→ PROBLEM TO WORK ON: In the data below, work out how many lines include the string "cheek". Only the number should be given.

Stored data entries

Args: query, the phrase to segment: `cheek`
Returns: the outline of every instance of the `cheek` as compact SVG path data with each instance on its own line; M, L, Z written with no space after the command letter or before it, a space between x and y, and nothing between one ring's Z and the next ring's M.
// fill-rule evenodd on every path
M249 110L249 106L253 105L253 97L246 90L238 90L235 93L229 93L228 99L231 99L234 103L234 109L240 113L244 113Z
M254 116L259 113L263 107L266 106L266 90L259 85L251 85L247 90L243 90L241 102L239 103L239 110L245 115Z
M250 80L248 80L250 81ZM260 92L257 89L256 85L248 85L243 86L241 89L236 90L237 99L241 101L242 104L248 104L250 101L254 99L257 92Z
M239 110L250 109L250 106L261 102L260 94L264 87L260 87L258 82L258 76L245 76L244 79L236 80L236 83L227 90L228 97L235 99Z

→ WORKED SOLUTION: 2